Repeat the lines beginning at the one with "identify the water" and running to the end of the material, keeping the first and last of them, exactly as they appear.
**********
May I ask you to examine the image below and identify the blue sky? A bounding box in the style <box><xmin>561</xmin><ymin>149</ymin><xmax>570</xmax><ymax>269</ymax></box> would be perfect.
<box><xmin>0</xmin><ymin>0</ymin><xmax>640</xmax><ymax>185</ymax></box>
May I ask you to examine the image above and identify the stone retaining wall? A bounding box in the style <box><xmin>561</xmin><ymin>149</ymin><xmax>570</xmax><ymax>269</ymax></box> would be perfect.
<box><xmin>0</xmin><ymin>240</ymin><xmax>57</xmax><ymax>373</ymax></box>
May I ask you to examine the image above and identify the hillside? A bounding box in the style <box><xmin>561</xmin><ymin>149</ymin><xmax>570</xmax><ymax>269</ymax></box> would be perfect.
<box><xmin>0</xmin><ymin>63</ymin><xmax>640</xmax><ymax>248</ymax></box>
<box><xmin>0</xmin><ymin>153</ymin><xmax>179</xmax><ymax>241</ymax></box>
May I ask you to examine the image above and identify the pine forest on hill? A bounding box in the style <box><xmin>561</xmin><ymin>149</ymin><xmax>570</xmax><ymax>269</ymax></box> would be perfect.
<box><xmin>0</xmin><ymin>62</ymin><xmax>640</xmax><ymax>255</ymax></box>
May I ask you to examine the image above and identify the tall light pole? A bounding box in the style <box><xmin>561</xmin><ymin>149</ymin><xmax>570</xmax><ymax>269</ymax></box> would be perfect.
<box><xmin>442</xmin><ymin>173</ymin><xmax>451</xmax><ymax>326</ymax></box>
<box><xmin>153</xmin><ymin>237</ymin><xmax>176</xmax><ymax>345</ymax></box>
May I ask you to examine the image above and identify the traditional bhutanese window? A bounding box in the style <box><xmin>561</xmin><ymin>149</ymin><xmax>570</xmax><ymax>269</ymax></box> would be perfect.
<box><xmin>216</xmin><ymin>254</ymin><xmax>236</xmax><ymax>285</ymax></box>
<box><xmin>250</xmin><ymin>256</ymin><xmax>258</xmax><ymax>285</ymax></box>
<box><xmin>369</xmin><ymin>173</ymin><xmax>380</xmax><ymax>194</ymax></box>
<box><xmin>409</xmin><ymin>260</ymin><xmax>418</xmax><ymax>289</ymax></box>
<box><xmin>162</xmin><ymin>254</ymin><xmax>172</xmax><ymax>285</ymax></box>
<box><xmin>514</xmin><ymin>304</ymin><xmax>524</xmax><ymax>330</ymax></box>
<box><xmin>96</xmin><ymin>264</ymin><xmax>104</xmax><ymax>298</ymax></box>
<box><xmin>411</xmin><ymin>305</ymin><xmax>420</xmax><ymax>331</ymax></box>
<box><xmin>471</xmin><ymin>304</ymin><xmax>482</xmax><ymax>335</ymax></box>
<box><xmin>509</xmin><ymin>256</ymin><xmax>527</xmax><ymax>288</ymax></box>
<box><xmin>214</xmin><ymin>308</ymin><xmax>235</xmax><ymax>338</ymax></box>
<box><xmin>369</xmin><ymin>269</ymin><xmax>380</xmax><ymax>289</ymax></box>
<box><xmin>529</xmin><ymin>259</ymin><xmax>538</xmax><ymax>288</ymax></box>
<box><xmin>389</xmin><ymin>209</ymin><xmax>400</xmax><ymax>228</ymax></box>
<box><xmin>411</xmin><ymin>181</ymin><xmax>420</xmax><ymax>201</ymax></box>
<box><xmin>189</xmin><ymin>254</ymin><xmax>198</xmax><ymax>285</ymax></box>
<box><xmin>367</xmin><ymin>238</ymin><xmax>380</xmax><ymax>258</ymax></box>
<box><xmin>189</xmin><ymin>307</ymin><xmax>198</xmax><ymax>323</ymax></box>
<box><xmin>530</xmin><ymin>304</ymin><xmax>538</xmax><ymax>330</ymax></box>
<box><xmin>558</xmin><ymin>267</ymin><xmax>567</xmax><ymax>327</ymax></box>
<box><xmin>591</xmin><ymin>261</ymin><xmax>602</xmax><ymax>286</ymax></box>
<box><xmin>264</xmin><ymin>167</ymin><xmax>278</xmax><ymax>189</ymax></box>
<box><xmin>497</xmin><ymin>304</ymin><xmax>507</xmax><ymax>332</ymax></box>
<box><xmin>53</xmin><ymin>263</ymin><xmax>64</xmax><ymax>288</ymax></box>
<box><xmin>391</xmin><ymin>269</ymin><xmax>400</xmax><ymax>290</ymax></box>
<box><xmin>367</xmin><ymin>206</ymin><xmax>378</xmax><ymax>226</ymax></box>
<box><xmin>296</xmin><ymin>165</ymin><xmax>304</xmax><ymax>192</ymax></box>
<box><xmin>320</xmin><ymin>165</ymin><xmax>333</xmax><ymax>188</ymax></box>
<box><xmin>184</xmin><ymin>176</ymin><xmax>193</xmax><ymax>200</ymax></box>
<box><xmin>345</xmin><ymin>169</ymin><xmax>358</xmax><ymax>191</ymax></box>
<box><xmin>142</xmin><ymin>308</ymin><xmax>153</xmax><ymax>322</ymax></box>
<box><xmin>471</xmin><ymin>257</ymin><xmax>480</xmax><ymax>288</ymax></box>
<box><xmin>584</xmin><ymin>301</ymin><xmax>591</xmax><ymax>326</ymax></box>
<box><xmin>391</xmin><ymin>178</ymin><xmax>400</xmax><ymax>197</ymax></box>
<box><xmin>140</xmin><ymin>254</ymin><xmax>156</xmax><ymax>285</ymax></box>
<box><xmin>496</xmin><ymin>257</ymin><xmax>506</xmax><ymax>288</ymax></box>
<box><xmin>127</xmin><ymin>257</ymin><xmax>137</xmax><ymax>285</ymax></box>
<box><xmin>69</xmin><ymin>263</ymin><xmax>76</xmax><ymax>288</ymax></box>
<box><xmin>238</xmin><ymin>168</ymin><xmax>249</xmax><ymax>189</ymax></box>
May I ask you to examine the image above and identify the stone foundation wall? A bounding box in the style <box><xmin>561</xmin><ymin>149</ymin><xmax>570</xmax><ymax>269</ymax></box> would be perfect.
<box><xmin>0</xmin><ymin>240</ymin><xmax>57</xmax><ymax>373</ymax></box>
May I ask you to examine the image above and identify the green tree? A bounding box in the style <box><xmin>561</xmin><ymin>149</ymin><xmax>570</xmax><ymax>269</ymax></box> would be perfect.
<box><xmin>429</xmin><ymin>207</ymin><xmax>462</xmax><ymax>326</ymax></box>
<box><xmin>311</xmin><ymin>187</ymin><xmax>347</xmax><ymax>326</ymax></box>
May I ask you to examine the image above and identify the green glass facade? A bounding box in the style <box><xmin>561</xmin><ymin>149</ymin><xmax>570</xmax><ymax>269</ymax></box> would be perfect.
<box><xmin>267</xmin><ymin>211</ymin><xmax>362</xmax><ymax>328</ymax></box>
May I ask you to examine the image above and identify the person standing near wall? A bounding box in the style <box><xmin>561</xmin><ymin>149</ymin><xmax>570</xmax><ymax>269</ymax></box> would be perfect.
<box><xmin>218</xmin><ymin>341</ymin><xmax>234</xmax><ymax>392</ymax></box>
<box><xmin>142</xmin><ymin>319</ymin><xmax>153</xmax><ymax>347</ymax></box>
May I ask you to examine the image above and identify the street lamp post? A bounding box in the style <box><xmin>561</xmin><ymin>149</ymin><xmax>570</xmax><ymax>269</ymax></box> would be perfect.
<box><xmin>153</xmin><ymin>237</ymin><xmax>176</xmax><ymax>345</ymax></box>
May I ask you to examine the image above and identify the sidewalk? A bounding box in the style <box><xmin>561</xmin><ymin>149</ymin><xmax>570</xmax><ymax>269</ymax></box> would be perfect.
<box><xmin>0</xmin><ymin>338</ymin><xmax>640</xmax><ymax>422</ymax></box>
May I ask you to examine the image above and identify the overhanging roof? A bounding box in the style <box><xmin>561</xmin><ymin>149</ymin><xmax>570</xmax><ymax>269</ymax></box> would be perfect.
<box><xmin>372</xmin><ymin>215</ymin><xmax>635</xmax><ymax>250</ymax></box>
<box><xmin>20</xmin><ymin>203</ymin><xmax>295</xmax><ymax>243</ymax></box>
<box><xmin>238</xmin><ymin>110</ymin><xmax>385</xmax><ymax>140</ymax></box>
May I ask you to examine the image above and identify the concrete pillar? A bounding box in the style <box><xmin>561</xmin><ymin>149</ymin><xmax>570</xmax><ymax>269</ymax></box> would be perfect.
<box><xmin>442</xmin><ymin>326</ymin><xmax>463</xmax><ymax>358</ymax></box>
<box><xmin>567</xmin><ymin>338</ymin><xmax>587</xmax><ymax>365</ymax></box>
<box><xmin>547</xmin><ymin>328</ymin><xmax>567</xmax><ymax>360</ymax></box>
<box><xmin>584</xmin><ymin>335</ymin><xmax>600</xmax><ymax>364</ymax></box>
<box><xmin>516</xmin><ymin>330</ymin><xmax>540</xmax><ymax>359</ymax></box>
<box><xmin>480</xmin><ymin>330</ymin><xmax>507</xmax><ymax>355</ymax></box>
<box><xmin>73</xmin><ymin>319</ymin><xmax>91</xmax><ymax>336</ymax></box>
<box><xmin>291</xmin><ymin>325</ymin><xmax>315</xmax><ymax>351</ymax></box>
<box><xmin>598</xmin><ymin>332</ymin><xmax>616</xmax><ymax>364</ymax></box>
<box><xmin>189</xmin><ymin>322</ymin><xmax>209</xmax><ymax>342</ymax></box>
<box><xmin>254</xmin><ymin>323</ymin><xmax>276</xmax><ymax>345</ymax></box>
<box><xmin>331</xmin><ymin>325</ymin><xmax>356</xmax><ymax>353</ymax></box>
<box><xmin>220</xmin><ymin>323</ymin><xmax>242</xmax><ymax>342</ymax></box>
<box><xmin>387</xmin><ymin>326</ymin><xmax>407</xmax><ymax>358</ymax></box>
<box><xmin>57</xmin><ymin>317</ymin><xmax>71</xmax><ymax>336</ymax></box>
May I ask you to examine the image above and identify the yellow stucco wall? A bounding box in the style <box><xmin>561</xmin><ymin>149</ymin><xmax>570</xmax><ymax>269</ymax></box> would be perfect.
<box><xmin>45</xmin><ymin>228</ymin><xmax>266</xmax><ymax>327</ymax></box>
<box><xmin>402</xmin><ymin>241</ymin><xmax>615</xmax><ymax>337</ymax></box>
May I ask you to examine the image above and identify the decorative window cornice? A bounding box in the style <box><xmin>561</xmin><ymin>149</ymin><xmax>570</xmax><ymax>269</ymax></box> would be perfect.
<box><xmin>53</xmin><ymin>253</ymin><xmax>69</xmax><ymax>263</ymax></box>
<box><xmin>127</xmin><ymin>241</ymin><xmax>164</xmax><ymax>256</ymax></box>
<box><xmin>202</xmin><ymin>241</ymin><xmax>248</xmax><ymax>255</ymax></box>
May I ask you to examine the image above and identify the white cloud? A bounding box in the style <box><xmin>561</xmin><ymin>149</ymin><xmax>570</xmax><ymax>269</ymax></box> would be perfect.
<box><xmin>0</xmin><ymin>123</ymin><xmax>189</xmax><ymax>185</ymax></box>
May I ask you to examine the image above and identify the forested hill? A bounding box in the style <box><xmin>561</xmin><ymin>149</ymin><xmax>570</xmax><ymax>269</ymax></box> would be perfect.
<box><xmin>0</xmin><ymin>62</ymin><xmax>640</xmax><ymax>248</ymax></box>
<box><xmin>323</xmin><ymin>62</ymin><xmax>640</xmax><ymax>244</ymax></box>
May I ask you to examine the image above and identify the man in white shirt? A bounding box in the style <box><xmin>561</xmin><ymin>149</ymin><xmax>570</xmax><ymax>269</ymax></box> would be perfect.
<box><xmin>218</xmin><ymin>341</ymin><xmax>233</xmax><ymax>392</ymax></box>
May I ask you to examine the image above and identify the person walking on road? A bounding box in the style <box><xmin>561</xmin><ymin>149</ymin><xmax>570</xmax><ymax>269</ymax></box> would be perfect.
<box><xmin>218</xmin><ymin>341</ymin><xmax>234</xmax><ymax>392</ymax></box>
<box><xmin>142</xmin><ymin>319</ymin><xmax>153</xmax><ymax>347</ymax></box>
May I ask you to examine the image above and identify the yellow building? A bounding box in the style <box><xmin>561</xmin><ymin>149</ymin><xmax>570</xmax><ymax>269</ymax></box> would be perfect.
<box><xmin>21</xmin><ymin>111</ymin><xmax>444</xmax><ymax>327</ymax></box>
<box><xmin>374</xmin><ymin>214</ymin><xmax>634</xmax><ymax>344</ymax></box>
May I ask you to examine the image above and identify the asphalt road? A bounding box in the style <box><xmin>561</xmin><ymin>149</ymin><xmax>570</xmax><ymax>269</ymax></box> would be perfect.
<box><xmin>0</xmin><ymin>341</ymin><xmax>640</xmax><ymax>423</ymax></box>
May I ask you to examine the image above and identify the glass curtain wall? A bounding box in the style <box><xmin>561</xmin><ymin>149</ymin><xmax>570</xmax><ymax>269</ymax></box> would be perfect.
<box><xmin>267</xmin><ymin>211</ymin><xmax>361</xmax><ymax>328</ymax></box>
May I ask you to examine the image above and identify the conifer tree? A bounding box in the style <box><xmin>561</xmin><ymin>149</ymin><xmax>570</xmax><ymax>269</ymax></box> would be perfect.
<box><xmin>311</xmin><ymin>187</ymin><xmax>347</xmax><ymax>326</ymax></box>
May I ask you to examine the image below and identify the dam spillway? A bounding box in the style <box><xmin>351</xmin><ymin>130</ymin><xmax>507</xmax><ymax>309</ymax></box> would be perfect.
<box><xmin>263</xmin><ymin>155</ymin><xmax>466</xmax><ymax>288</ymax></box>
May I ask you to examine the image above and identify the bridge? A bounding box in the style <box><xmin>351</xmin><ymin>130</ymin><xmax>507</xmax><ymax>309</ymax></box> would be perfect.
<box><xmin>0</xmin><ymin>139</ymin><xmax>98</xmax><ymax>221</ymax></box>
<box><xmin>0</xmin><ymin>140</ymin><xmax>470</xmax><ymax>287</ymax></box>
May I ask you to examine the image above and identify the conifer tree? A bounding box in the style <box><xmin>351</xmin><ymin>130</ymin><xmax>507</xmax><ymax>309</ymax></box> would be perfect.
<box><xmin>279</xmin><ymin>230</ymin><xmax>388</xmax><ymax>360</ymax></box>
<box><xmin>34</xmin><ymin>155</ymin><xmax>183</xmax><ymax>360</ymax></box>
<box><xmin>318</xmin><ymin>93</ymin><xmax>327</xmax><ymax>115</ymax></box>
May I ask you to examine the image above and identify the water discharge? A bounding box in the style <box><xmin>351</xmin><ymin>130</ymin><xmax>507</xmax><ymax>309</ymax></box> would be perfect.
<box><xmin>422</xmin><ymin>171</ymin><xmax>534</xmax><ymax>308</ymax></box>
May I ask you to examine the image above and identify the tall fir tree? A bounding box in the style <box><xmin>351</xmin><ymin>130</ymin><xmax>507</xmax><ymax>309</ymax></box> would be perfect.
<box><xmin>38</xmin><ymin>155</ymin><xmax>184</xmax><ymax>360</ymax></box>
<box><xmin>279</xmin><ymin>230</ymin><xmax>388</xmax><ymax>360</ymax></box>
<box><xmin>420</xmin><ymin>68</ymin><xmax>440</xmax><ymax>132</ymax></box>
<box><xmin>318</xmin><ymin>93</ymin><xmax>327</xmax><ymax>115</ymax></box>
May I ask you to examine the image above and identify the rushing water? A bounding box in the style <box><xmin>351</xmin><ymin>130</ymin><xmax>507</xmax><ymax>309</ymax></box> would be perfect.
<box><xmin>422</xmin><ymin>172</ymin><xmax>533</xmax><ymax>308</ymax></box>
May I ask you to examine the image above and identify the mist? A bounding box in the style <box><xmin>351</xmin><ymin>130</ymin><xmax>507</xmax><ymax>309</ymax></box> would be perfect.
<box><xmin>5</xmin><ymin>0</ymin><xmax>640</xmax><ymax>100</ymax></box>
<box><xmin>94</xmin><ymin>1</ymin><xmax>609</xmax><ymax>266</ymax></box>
**********
◆ **Written solution**:
May I ask you to examine the image above and identify the water discharge? A bounding box in the style <box><xmin>351</xmin><ymin>130</ymin><xmax>507</xmax><ymax>309</ymax></box> would be perfect.
<box><xmin>422</xmin><ymin>171</ymin><xmax>534</xmax><ymax>308</ymax></box>
May I ask you to examine the image above and identify the tall fir tree? A bounding box in the style <box><xmin>351</xmin><ymin>130</ymin><xmax>507</xmax><ymax>309</ymax></box> would be perfect.
<box><xmin>38</xmin><ymin>155</ymin><xmax>184</xmax><ymax>360</ymax></box>
<box><xmin>279</xmin><ymin>230</ymin><xmax>388</xmax><ymax>360</ymax></box>
<box><xmin>420</xmin><ymin>68</ymin><xmax>440</xmax><ymax>132</ymax></box>
<box><xmin>318</xmin><ymin>93</ymin><xmax>327</xmax><ymax>115</ymax></box>
May I ask you to examine the image above and identify the rushing water? A bounding box in the style <box><xmin>351</xmin><ymin>130</ymin><xmax>507</xmax><ymax>309</ymax></box> would be perfect.
<box><xmin>422</xmin><ymin>172</ymin><xmax>533</xmax><ymax>308</ymax></box>
May I ask you to examine the image above and identify the mist? A bounding box in the style <box><xmin>351</xmin><ymin>130</ymin><xmax>507</xmax><ymax>309</ymax></box> would be perfect.
<box><xmin>5</xmin><ymin>0</ymin><xmax>640</xmax><ymax>100</ymax></box>
<box><xmin>94</xmin><ymin>1</ymin><xmax>609</xmax><ymax>266</ymax></box>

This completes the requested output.